## Task instructions
Copy the lines below, switching every "rough mask" to "coarse mask" and changing nothing else. Leave the pictures out.

*** Material provided

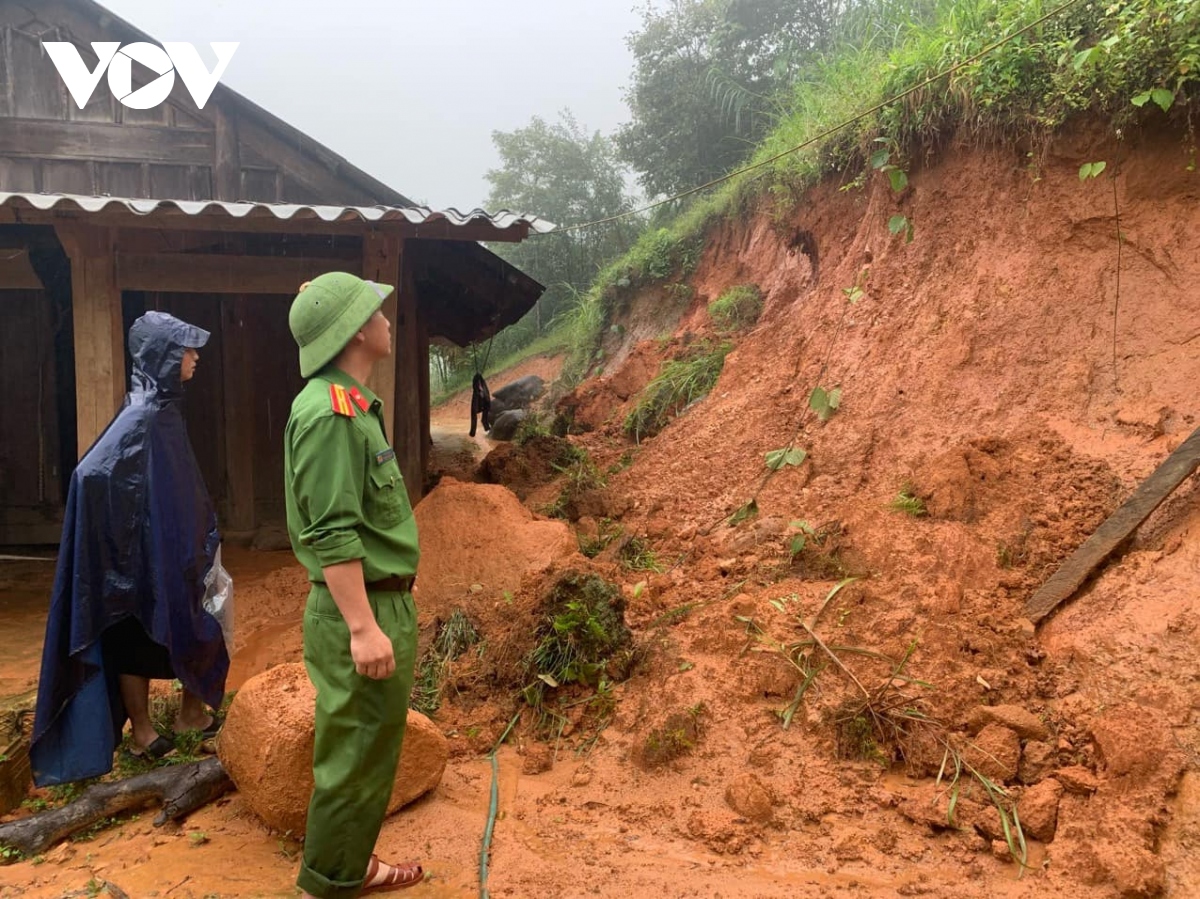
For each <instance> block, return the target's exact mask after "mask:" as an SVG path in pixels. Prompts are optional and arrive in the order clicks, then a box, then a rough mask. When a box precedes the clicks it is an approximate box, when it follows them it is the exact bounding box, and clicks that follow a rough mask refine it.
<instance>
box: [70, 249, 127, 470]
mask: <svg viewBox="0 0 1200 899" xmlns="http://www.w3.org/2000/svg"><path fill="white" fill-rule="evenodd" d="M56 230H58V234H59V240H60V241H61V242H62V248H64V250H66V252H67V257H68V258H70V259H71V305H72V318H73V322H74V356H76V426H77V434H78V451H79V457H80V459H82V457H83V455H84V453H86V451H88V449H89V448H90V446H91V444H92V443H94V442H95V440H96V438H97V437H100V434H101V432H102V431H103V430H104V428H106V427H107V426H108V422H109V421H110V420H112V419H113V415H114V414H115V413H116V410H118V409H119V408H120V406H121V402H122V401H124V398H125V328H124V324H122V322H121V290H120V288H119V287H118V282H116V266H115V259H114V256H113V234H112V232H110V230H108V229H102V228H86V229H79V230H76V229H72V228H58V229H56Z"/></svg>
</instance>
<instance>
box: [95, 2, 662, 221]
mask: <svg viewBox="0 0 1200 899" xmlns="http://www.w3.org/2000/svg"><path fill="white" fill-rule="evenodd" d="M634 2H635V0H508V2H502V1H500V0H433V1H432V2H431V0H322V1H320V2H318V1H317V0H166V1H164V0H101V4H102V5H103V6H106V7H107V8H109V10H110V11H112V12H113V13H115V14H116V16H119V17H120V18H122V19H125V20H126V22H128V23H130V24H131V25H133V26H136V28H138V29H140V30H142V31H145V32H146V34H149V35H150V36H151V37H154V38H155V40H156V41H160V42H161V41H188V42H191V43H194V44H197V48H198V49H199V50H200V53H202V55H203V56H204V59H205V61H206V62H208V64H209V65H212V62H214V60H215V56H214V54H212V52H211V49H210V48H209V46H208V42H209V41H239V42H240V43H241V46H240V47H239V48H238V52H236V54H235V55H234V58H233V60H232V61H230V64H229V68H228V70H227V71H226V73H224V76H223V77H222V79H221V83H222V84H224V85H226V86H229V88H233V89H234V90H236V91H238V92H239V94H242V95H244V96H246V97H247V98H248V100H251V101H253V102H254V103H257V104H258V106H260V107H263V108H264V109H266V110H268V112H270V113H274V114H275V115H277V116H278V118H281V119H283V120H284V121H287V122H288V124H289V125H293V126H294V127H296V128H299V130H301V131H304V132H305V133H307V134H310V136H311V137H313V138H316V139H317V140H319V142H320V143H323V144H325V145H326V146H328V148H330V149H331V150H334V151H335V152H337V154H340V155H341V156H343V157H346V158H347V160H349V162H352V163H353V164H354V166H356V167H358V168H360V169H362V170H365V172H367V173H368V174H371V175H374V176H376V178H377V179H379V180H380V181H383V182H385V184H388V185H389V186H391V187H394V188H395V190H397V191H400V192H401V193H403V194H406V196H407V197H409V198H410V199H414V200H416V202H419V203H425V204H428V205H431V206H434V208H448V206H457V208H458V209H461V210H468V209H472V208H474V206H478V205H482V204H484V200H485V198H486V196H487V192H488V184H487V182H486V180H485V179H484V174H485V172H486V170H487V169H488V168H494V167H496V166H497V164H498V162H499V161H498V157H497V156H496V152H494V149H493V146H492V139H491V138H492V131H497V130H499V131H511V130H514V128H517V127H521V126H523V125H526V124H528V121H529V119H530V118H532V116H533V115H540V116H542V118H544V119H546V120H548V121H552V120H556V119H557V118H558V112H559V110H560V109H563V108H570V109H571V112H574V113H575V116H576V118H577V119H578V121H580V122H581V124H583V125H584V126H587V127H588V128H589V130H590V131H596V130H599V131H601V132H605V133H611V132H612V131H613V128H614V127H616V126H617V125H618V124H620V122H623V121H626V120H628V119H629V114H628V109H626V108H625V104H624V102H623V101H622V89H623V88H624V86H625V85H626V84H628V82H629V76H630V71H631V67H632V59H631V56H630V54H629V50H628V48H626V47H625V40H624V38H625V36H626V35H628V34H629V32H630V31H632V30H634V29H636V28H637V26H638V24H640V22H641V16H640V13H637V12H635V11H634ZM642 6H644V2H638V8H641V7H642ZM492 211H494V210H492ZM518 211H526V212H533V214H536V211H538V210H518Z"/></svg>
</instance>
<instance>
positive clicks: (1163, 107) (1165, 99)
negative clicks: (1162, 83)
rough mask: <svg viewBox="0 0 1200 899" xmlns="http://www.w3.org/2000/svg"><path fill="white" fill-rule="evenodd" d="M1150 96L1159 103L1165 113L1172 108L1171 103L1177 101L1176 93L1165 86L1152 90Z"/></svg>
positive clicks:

******

## Result
For each <instance> block, return the target's exact mask after "mask:" as an SVG path in pixels. Prompts are optional and arrive in the order clicks, then a box, then a coarse mask. When a box precedes the clicks it is an approximate box, when it follows them it is the exact bounding box, and clicks that follow a coarse mask refine it.
<instance>
box: [70, 249, 127, 470]
mask: <svg viewBox="0 0 1200 899" xmlns="http://www.w3.org/2000/svg"><path fill="white" fill-rule="evenodd" d="M56 230H58V234H59V240H60V241H61V242H62V248H64V250H66V252H67V257H68V258H70V259H71V305H72V318H73V322H74V356H76V426H77V434H78V451H79V457H80V459H82V457H83V455H84V453H86V451H88V449H89V448H90V446H91V444H92V443H94V442H95V440H96V438H97V437H100V434H101V432H102V431H103V430H104V428H106V427H107V426H108V422H109V421H110V420H112V419H113V415H114V414H115V413H116V410H118V409H119V408H120V406H121V402H122V401H124V398H125V328H124V324H122V322H121V290H120V288H119V287H118V282H116V266H115V259H114V256H113V234H112V232H110V230H108V229H102V228H86V229H79V230H76V229H72V228H58V229H56Z"/></svg>
</instance>
<instance>
box: [95, 2, 662, 221]
mask: <svg viewBox="0 0 1200 899" xmlns="http://www.w3.org/2000/svg"><path fill="white" fill-rule="evenodd" d="M634 2H635V0H508V2H502V1H500V0H433V1H432V2H431V0H322V1H320V2H318V1H317V0H166V1H164V0H101V4H102V5H103V6H106V7H107V8H109V10H110V11H112V12H113V13H115V14H116V16H119V17H120V18H122V19H125V20H126V22H128V23H130V24H131V25H133V26H136V28H138V29H140V30H142V31H145V32H146V34H149V35H150V36H151V37H154V38H155V40H156V41H160V42H161V41H188V42H191V43H194V44H197V48H198V49H199V50H200V53H202V55H203V56H204V59H205V61H206V62H208V64H209V65H212V62H214V60H215V56H214V54H212V52H211V49H210V48H209V46H208V42H209V41H239V42H240V43H241V46H240V47H239V48H238V52H236V54H235V55H234V58H233V60H232V61H230V64H229V68H228V70H227V71H226V73H224V76H223V77H222V79H221V83H222V84H224V85H226V86H229V88H233V89H234V90H236V91H238V92H239V94H242V95H244V96H246V97H247V98H248V100H251V101H253V102H254V103H257V104H258V106H260V107H263V108H264V109H266V110H268V112H270V113H274V114H275V115H277V116H278V118H281V119H283V120H284V121H287V122H288V124H289V125H293V126H294V127H296V128H299V130H301V131H304V132H305V133H307V134H310V136H311V137H313V138H316V139H317V140H319V142H320V143H323V144H325V145H326V146H328V148H330V149H331V150H334V151H335V152H337V154H340V155H341V156H343V157H346V158H347V160H349V162H352V163H353V164H354V166H356V167H358V168H360V169H362V170H365V172H367V173H368V174H371V175H374V176H376V178H377V179H379V180H380V181H383V182H385V184H388V185H389V186H391V187H394V188H395V190H397V191H400V192H401V193H403V194H406V196H407V197H409V198H410V199H414V200H416V202H419V203H425V204H428V205H431V206H434V208H448V206H457V208H458V209H461V210H468V209H472V208H474V206H478V205H482V204H484V200H485V198H486V196H487V192H488V184H487V182H486V180H485V179H484V174H485V172H486V170H487V169H488V168H494V167H496V166H497V164H498V162H499V161H498V157H497V156H496V152H494V149H493V146H492V139H491V138H492V131H497V130H499V131H511V130H514V128H517V127H521V126H523V125H526V124H528V121H529V119H530V118H532V116H533V115H540V116H542V118H544V119H546V120H548V121H552V120H556V119H557V118H558V112H559V110H560V109H563V108H570V109H571V112H574V113H575V116H576V118H577V119H578V121H580V122H581V124H583V125H584V126H587V127H588V128H589V130H590V131H596V130H599V131H601V132H605V133H611V132H612V131H613V128H614V127H616V126H617V125H618V124H620V122H623V121H626V120H628V119H629V114H628V109H626V108H625V104H624V102H623V101H622V89H623V88H624V86H625V85H626V84H628V82H629V76H630V71H631V67H632V59H631V56H630V54H629V50H628V48H626V47H625V40H624V38H625V36H626V35H628V34H629V32H630V31H632V30H634V29H636V28H637V26H638V24H640V22H641V16H640V13H637V12H635V11H634ZM642 6H644V2H638V8H641V7H642ZM492 211H494V210H492ZM518 211H526V212H533V214H536V211H538V210H518Z"/></svg>
</instance>
<instance>
positive clicks: (1163, 107) (1165, 99)
negative clicks: (1162, 83)
coarse mask: <svg viewBox="0 0 1200 899" xmlns="http://www.w3.org/2000/svg"><path fill="white" fill-rule="evenodd" d="M1150 96L1159 103L1165 113L1172 108L1171 103L1177 101L1176 93L1165 86L1152 90Z"/></svg>
positive clicks:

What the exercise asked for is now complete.